• [Work to do]:
Rescale the records below by repeating every line, requests included, with each coordinate in the answers multiplied by 1.4. Round the results to whole numbers, rounding halves up.

• [Working data]:

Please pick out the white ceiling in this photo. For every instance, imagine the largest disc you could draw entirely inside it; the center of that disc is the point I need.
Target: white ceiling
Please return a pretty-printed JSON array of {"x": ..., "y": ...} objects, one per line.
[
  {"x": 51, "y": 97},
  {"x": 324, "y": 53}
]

• [Response below]:
Please pick out the white ceiling in this photo. For every instance, imagine the largest disc you could draw entirely inside it; the center of that disc is the point I need.
Target: white ceiling
Please return a pretty-printed JSON array of {"x": ..., "y": ...} objects, one per line.
[
  {"x": 71, "y": 136},
  {"x": 454, "y": 74}
]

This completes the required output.